-- Written tasks --
1. From the article on moving nightmares, list the kinds of bad movers described in the bullet points under "Bad movers."
2. According to the article on moving nightmares, what is it a good idea to purchase for your belongings?

-- Passage --
---
3 Common Moving Nightmares (and How to Prevent Them)

Moving may top the list of stressful experiences that can feel like a bad dream – one that can easily come true unless you take precautionary measures.

Problems can occur at every stage of the relocation process, but the most common moving nightmares fall into three categories. Here’s how they typically play out – and how to avoid them.

Bad movers

Many moving horror stories involve rogue or incompetent movers.

  • The movers are late or don’t show up at all. The agreed-upon time comes and goes, but you see no sign of an approaching moving truck. Regardless of the excuses you receive, the inevitable result will be lots of stress and wasted time.
  • The movers are careless or inexperienced. If your movers arrive late or lack the proper equipment to handle your items safely and efficiently, your relocation can quickly turn into a nightmarish experience.
  • The movers are scam artists. In the worst case scenario, you may fall victim to moving scams. Rogue movers will often request much more money than previously negotiated, based on alleged extra services. They may also hold your belongings hostage until you pay an extra “fee” as ransom or steal your more expensive belongings and discard the rest.

The good news is that there is an easy way to avoid such nightmares. All you need to do is carefully research your movers before hiring them to make sure you are dealing with licensed and experienced professionals you can trust. It’s also a good idea to purchase appropriate insurance for your belongings, just in case.

Traffic problems

Heavy traffic or road accidents can also turn your move into a real nightmare.

  • Traffic jams. The moving truck is delayed, and there may not be enough time to proceed with your move as planned. You may have to postpone the relocation to another day, or you may miss your flight.
---
[Data listing]
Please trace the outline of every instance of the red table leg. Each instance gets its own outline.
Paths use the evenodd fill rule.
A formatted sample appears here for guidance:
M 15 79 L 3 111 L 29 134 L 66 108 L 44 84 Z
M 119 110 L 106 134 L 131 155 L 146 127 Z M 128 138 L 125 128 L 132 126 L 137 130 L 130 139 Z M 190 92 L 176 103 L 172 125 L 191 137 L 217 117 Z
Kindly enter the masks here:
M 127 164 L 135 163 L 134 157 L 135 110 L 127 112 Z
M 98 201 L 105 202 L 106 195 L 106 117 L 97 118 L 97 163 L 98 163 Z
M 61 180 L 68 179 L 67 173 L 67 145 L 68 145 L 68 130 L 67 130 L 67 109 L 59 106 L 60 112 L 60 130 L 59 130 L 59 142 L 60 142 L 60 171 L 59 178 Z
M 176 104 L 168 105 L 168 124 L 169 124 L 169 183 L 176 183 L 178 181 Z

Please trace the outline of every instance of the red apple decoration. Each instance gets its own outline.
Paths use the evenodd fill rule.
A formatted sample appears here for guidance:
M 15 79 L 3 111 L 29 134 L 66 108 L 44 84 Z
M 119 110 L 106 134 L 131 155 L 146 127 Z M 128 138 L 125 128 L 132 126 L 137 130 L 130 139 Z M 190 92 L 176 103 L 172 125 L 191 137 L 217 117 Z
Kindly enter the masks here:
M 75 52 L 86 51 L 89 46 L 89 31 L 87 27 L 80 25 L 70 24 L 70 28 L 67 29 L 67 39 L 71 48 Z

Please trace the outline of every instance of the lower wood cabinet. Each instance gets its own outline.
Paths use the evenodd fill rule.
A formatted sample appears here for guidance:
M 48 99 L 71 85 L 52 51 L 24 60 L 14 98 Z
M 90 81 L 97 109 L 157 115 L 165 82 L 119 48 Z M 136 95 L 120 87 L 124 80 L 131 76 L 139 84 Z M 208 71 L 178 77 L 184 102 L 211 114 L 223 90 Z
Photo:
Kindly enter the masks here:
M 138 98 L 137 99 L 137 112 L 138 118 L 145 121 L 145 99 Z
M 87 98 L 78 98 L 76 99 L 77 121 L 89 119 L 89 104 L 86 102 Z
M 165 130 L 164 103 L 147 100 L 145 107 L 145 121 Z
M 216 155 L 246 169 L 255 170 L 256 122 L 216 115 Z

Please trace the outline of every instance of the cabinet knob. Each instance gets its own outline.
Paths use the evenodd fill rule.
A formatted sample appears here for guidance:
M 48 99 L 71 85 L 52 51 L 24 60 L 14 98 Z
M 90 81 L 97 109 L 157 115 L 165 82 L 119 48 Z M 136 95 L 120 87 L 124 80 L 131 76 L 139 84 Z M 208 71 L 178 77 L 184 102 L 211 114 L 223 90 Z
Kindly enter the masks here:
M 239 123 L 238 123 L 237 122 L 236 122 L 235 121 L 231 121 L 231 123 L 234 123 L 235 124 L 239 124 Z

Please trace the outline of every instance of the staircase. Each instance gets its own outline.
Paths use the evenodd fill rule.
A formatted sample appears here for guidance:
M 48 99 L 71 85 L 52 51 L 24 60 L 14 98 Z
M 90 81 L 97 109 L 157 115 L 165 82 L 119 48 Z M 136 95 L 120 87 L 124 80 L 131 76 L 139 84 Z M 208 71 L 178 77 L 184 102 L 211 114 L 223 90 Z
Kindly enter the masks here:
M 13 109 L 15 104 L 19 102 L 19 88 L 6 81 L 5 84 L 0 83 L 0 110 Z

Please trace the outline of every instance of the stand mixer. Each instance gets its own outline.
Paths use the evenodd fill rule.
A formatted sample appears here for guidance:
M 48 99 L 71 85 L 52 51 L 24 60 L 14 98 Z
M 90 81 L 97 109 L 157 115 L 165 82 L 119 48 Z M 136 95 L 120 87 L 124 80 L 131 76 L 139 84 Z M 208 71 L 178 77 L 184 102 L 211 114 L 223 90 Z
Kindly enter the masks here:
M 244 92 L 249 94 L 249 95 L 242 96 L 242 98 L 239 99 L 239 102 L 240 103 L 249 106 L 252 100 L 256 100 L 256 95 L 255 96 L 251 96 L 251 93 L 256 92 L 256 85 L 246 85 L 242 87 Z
---
-- Task results --
1.
- Movers who are late or don't show up at all
- Movers who are careless or inexperienced
- Movers who are scam artists

2. Appropriate insurance.